● EXERCISE PROMPT: Transcribe the records below in their entirety, and leave out each image.

** INPUT RECORDS follows **

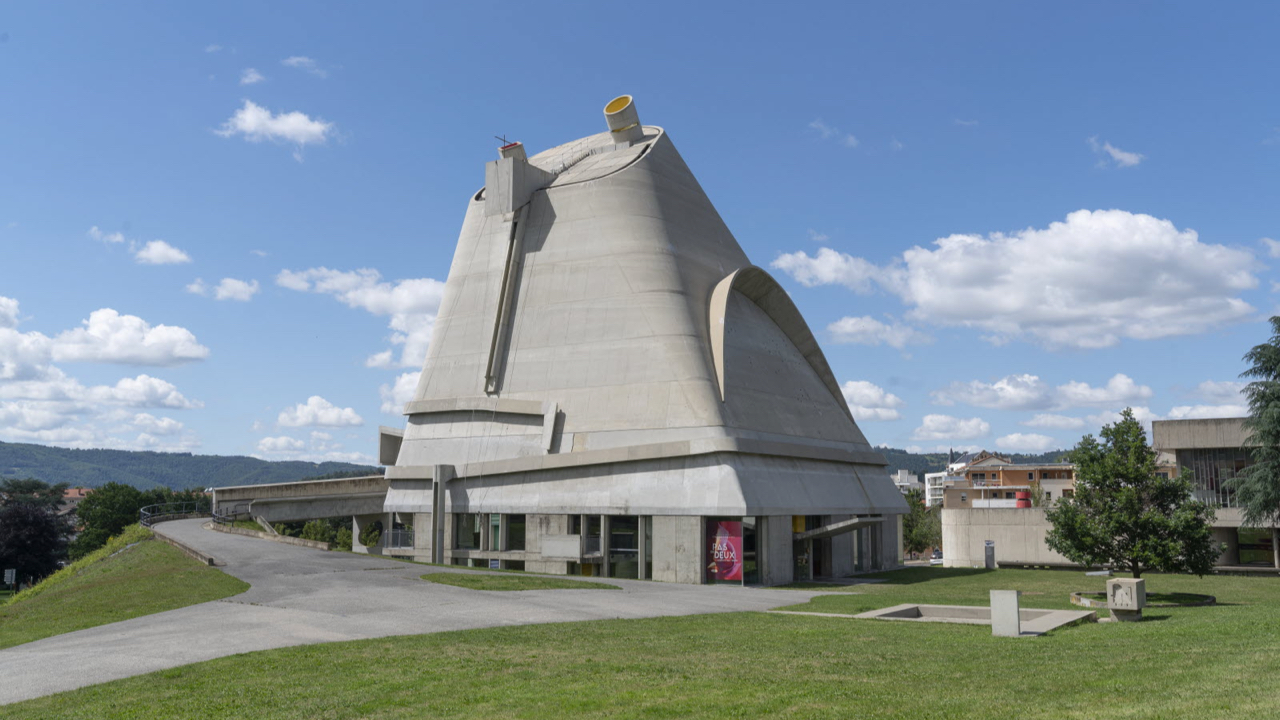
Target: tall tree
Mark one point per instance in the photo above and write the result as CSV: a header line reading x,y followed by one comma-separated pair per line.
x,y
105,513
922,527
32,540
32,491
1124,514
1257,487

** End of INPUT RECORDS **

● RESULT FOR THIS TASK:
Target: tall tree
Mark one point per instance in the photo above and write the result as CSV: a header line reading x,y followed by one comma-separated pair per line.
x,y
105,513
922,527
32,540
32,491
1124,514
1257,487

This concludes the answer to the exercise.